#### Records shown
%%
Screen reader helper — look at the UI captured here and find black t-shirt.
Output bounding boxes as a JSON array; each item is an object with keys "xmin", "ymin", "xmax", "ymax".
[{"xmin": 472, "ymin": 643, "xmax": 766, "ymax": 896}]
%%
%%
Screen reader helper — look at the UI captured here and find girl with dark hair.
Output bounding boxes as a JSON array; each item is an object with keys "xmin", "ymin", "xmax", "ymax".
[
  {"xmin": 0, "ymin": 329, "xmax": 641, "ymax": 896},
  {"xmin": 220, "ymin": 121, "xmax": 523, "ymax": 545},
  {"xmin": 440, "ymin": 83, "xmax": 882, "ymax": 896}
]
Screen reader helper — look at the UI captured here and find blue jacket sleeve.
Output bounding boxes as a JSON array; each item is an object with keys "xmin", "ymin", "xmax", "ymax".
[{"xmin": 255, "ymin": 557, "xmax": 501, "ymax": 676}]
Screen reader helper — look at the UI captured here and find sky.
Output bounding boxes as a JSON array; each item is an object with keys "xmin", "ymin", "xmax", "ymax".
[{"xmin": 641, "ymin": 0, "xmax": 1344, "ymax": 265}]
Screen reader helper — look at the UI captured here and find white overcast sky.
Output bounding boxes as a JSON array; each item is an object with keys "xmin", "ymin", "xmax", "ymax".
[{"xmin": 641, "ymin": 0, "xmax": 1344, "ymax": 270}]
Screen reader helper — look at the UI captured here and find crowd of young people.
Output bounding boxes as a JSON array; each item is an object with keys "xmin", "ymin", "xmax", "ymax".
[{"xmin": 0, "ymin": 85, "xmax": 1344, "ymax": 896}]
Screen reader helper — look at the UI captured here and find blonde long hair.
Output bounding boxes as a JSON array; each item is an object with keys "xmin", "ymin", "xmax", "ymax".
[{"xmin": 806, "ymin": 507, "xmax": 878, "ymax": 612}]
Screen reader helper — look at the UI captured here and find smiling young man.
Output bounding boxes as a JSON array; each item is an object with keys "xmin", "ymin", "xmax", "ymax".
%%
%%
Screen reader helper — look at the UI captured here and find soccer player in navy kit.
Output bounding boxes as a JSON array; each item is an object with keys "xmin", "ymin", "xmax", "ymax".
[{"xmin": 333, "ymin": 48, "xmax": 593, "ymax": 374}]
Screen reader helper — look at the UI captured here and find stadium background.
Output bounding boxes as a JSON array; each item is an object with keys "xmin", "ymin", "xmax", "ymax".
%%
#### Problem statement
Gather every line of the records above that contains the word "young", treating uppercase and lowercase letters as distinct.

#### Solution to the problem
Screen reader helper — look at the UI captured here and find crowd of young people.
Screen reader helper — look at the UI captured here and find smiling young man.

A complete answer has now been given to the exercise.